▶ **COMPLETE THE FOLLOWING**:
[A] According to the Horn River shale case study below, why did Nexen acquire the 3D seismic survey early in the development process?
[B] In the Horn River shale case study below, at approximately what depth does the top of the Muskwa lie in the study area?

The objective of this case study (Weston Bellman et al., 2015a) was to enhance and improve the prediction of facies and geomechanical properties of a shale reservoir interval. The conditioning, analysis and blending of the converted-wave (PS) data into the more conventional quantitative interpretation (QI) will be described to illustrate the successful integration of geological information and seismic attributes (including a 3D multi-component VSP). The results of this expanded QI workflow are compared to those achieved using the P-wave-component-only workflow to show plausible proof of the benefits of QI in this environment in general, and, specifically, of incorporating PS data.

Introduction

The Horn River shales in northeastern British Columbia contain about 70% of Canada’s total estimated shale gas resource, and the largest accumulation of gas in North America (Figure 1). Nexen Energy ULC holds multiple leases in the area, but this case study focusses on a specific project where a multi-component 3D survey was acquired in 2012.

fig. 01
Figure 1. Relative shale gas resource size by play (after EIA, 2011).

The resource objectives in the Horn River Basin (Figure 2) are the organic shales of the Devonian Muskwa Formation and the Otter Park and Evie members of the Horn River Formation (Figure 3). In the study area, the top of the Muskwa is at a depth of approximately 1850 m and the top of the Lower Keg River platform (base of the reservoir zone) ranges from 1980 m to 2110 m. Commercial quantities of gas can be extracted from these tight shale units using multistage fracturing technology. For this technology to be effective and economic, the wells must be positioned to access high quality reservoir rock, and well-completion techniques must be optimized based, in part, on the rock properties. The purpose of this 3D seismic attribute derivation and analysis study was to predict rock properties in the seismic volume, which can then contribute to effective decision-making regarding drilling and completion. Nexen has been proactive in acquiring the 3D early in the development process, so thorough analysis can focus the drilling program and reduce risk.

fig. 02
Figure 2. North American shale gas plays. The Horn River Basin is located in northeastern British Columbia.

▶ **DATA BLOCK**:

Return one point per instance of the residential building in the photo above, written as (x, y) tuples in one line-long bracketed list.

▶ **OUTPUTS FOR THE TASKS**:
[A] Nexen acquired the 3D survey early so that thorough analysis of it could focus the drilling program and reduce risk.

[B] Approximately 1850 m.